◆ DIRECTIONS: Could you return all of the data exactly as given?
━━━━━━━━━━━━━━━━━━━━━━━━━━━━━━
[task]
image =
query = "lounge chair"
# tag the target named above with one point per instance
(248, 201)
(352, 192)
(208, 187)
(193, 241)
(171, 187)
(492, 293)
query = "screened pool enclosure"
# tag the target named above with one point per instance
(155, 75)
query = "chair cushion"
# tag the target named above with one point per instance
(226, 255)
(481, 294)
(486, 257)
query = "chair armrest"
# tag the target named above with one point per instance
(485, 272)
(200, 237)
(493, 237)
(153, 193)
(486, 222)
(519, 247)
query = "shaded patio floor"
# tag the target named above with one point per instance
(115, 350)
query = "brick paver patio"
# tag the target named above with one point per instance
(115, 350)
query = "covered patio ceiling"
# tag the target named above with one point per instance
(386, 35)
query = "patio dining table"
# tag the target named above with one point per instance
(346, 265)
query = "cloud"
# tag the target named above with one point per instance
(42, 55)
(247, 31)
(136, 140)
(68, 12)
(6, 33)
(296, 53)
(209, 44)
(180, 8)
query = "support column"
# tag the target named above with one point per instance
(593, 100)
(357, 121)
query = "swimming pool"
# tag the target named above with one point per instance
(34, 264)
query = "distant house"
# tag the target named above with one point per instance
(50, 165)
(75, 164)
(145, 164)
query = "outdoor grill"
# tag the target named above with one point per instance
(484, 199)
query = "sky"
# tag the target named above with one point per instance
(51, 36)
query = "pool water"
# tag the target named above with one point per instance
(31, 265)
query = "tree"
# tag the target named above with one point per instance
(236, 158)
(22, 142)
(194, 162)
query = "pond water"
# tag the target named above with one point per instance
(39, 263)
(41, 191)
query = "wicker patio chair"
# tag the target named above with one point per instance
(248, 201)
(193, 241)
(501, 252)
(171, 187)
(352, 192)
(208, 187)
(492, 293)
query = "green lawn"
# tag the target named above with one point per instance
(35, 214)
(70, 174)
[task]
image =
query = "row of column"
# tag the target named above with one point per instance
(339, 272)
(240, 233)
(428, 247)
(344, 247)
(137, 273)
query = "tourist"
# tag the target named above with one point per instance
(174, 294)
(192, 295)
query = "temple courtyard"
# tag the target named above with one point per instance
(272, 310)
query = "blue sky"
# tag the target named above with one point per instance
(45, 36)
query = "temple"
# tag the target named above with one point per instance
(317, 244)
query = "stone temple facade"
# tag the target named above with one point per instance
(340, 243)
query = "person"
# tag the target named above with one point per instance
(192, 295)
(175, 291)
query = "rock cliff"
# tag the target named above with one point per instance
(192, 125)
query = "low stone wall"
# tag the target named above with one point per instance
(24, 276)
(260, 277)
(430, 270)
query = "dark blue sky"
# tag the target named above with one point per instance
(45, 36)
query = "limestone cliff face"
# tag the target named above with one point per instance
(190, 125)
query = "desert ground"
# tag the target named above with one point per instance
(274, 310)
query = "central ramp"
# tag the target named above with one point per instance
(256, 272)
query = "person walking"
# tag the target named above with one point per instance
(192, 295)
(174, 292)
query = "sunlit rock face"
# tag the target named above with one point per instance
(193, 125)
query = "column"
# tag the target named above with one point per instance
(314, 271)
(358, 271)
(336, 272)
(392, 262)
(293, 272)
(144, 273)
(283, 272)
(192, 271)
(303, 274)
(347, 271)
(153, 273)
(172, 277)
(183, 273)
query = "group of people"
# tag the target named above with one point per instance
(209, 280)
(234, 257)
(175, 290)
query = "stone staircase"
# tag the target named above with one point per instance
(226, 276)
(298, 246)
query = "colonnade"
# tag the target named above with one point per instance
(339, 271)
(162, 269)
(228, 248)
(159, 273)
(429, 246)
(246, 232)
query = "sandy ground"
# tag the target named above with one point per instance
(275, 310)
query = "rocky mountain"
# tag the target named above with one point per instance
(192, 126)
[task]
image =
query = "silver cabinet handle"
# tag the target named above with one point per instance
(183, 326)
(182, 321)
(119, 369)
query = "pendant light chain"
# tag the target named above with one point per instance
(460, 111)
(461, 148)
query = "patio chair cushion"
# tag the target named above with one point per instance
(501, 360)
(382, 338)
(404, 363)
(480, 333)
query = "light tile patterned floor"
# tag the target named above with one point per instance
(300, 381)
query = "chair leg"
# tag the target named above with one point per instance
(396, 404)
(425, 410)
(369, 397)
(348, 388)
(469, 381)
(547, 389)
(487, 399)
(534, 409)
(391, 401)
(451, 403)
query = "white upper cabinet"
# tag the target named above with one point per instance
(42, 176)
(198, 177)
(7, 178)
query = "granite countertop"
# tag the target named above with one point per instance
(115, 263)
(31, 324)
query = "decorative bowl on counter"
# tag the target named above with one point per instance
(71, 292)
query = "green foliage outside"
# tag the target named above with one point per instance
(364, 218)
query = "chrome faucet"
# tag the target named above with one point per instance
━━━━━━━━━━━━━━━━━━━━━━━━━━━━━━
◆ RESPONSE BELOW:
[task]
image =
query = "lounge chair"
# tag the target named above with one point per instance
(248, 201)
(352, 192)
(208, 187)
(193, 241)
(171, 187)
(492, 293)
query = "screened pool enclosure"
# tag the target named above with one point per instance
(155, 75)
query = "chair cushion"
# tag the target named above with one point per instance
(226, 255)
(481, 294)
(486, 257)
query = "chair armrest"
# tag the target named above with one point per instance
(485, 272)
(200, 237)
(493, 237)
(153, 193)
(486, 222)
(519, 247)
query = "shaded patio floor"
# tag the target named above with one point per instance
(115, 350)
query = "brick paver patio"
# tag the target named above with one point per instance
(115, 350)
query = "covered patio ceiling"
# tag the target named above with one point per instance
(386, 35)
query = "patio dining table"
# tag the target named above with one point per instance
(346, 265)
query = "cloud"
# tag the target named above with one point per instance
(42, 55)
(247, 31)
(136, 140)
(68, 12)
(6, 33)
(296, 53)
(209, 44)
(180, 8)
query = "support column"
# tag the target named above with one point per instance
(593, 100)
(357, 121)
query = "swimming pool"
# tag the target named above with one point per instance
(34, 264)
query = "distant house"
# tag the target named above with one point per instance
(50, 165)
(75, 164)
(145, 164)
query = "outdoor grill"
# tag the target named above with one point per instance
(484, 199)
query = "sky"
# tag the target named above with one point per instance
(51, 36)
query = "pool water"
# tag the target named above with one point per instance
(31, 265)
query = "tree"
# tag the target named above with one point per instance
(236, 158)
(22, 142)
(194, 162)
query = "pond water"
# tag the target named above with one point per instance
(39, 263)
(41, 191)
query = "wicker patio chair"
# tag the target named above with one point per instance
(248, 201)
(193, 241)
(501, 252)
(171, 187)
(352, 192)
(208, 187)
(492, 293)
query = "green lawn"
# tag the target named above with one point per instance
(35, 214)
(70, 174)
[task]
image =
query = "row of column"
# tag the target named above with one point per instance
(339, 272)
(240, 233)
(428, 247)
(344, 247)
(137, 273)
query = "tourist"
# tag the target named above with one point per instance
(174, 294)
(192, 295)
query = "temple courtyard"
# tag the target named above with one point per instance
(272, 310)
query = "blue sky"
# tag the target named above with one point per instance
(45, 36)
query = "temple"
# tag the target named above with one point per instance
(317, 244)
query = "stone temple facade"
# tag the target named above with one point per instance
(340, 243)
query = "person"
# tag the target named above with one point per instance
(192, 295)
(175, 291)
query = "rock cliff"
# tag the target named above with one point per instance
(192, 125)
query = "low stone wall"
# tag the target named above with one point per instance
(24, 276)
(260, 277)
(430, 270)
query = "dark blue sky"
# tag the target named above with one point per instance
(45, 36)
query = "limestone cliff face"
# tag the target named above with one point per instance
(190, 125)
query = "desert ground"
# tag the target named above with one point per instance
(274, 310)
query = "central ramp"
# tag the target named above with one point per instance
(256, 272)
query = "person walking"
# tag the target named above with one point per instance
(192, 295)
(174, 292)
query = "sunlit rock face"
# tag the target named above with one point per instance
(193, 125)
query = "column"
# tag the target named above with one point per instance
(314, 271)
(358, 271)
(336, 272)
(392, 262)
(293, 272)
(144, 273)
(283, 272)
(192, 271)
(303, 274)
(347, 271)
(153, 273)
(172, 277)
(183, 273)
query = "group of people"
# tag the target named above with one point per instance
(209, 280)
(234, 257)
(175, 290)
query = "stone staircase"
# tag the target named above with one point per instance
(226, 276)
(298, 246)
query = "colonnade"
# tag the target named above with one point per instance
(339, 271)
(162, 269)
(228, 248)
(159, 273)
(429, 246)
(246, 232)
query = "sandy ground"
# tag the target named above with one point per instance
(275, 310)
query = "rocky mountain"
# tag the target named above with one point per instance
(192, 126)
[task]
image =
query = "silver cabinet handle"
# tag the target named above with one point per instance
(183, 326)
(182, 321)
(119, 369)
query = "pendant light chain"
# tag the target named above with one point per instance
(460, 111)
(461, 148)
query = "patio chair cushion"
# tag the target named above with one point per instance
(501, 360)
(382, 338)
(404, 363)
(480, 333)
query = "light tile patterned floor"
# tag the target named above with one point per instance
(300, 381)
query = "chair leg"
# tag the target named above with one point per instance
(396, 404)
(425, 410)
(369, 397)
(348, 388)
(469, 381)
(547, 389)
(487, 399)
(534, 409)
(391, 401)
(451, 403)
query = "white upper cabinet"
# tag the target named above with one point per instance
(42, 176)
(198, 177)
(7, 178)
query = "granite countertop"
# tag the target named above with one point per instance
(115, 263)
(31, 324)
query = "decorative bowl on counter"
# tag the target named above with one point per instance
(71, 292)
query = "green foliage outside"
# tag the target named above with one point per instance
(364, 218)
query = "chrome faucet"
# tag the target named above with one point per instance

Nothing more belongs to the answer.